__GOAL__: Extract, character for character, everything from the first of the lines below down to and including the line that contains "Query: cloud".

__DATA SECTION__:
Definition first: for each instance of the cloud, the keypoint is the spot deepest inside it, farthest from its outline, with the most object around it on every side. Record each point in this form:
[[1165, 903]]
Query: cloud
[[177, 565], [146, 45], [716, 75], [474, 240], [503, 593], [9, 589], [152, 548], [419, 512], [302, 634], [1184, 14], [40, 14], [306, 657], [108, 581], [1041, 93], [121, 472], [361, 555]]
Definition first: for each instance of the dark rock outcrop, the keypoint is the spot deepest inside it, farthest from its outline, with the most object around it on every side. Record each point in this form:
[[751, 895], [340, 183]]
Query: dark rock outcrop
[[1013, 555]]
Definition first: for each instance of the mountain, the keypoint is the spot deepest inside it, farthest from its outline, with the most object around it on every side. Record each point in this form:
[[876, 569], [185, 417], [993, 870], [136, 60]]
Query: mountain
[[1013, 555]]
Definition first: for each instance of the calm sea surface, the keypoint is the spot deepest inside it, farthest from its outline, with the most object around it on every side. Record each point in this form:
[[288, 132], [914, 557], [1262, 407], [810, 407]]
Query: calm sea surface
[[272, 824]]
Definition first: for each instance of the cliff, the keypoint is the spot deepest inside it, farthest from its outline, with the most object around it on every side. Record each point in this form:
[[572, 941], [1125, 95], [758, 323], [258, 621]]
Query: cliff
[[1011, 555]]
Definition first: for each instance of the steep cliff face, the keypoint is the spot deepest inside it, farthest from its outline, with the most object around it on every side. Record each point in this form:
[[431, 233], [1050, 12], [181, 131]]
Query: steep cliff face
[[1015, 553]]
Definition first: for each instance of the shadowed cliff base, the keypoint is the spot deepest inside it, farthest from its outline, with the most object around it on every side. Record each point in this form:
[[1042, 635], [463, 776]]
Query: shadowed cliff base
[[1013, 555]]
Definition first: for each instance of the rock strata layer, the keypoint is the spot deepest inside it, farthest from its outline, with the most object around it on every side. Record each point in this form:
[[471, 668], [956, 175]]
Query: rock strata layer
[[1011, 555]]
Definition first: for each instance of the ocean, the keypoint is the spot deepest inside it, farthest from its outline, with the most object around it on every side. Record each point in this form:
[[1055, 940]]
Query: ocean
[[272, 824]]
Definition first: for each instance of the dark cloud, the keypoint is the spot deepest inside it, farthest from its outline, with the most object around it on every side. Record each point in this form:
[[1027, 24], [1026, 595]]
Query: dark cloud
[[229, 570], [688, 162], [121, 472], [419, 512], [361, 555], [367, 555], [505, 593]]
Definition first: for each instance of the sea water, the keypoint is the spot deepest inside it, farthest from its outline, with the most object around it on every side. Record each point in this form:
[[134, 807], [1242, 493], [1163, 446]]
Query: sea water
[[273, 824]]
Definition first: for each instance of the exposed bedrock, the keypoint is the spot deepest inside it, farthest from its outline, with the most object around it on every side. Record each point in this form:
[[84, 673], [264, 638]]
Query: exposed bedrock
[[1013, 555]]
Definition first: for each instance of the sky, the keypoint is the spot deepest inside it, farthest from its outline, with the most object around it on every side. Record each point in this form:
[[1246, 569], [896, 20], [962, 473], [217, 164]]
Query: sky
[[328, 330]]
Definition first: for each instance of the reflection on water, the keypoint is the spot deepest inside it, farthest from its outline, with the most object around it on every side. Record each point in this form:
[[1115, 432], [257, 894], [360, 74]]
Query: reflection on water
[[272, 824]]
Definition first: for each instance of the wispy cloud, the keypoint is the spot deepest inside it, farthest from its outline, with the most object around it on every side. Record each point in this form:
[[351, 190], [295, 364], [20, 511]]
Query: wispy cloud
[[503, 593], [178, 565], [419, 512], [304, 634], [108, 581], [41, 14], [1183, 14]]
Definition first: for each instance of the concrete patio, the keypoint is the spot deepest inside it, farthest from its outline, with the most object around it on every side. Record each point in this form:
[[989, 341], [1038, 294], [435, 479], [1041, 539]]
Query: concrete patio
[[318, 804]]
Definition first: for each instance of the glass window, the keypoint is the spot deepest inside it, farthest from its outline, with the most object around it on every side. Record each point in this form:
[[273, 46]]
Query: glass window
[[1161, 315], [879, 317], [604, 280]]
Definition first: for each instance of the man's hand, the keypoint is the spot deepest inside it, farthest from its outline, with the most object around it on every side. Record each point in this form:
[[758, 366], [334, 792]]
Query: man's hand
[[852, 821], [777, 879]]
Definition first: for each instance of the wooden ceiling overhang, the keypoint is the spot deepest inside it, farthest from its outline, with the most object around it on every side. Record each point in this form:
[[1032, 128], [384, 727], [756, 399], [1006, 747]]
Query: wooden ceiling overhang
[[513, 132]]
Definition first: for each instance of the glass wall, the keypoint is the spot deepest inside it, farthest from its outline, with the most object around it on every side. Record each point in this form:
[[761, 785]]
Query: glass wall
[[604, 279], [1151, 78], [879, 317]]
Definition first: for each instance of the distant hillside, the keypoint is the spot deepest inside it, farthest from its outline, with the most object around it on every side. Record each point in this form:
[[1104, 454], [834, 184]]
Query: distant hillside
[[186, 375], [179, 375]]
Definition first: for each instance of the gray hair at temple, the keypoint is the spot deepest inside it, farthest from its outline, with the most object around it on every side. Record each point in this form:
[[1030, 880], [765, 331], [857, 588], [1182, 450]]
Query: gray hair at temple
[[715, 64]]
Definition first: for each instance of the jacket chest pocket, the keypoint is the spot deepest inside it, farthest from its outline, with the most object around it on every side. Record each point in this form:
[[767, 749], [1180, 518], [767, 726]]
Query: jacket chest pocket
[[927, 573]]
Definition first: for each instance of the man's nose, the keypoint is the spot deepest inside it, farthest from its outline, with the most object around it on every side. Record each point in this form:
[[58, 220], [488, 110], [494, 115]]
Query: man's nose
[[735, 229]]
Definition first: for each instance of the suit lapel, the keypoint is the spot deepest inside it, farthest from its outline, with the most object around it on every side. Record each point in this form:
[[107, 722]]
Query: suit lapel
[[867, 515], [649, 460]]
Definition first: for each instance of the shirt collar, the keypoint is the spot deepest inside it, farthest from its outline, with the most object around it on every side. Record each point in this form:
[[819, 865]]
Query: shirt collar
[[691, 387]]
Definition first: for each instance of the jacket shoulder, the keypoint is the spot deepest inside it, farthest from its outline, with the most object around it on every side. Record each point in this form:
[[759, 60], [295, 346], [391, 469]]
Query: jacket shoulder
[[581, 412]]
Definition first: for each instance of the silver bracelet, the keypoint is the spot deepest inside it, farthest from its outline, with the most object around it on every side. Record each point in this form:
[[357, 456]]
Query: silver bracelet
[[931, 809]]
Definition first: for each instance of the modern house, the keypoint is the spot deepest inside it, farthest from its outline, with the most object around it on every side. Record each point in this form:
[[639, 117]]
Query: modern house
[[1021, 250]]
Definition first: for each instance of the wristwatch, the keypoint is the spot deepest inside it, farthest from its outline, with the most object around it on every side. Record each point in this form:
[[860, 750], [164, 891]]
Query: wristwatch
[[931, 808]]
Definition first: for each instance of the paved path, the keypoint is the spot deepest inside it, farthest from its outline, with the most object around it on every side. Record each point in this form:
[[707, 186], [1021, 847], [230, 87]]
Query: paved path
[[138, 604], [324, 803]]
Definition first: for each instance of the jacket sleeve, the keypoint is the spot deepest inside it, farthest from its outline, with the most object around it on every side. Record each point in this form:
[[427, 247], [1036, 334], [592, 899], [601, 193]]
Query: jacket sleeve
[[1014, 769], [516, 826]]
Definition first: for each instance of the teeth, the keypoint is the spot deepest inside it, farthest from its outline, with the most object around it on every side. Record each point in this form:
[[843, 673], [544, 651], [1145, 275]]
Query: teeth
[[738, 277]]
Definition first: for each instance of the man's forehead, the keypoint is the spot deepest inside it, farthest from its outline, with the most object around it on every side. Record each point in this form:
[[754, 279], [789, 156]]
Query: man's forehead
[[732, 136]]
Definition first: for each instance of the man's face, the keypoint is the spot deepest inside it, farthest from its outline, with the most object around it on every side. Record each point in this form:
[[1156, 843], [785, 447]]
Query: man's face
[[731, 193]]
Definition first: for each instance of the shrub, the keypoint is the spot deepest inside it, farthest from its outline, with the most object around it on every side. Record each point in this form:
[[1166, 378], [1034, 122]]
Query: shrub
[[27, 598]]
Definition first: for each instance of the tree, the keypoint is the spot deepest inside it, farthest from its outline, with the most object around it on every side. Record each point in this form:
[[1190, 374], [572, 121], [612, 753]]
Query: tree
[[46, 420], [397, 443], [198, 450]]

__EXERCISE SOLUTION__:
Definition first: for each instance of the cloud, the keypoint is the spot deepest inside it, farthest from its outline, with the most object around it on every side. Record each point in this form:
[[1165, 903]]
Query: cloud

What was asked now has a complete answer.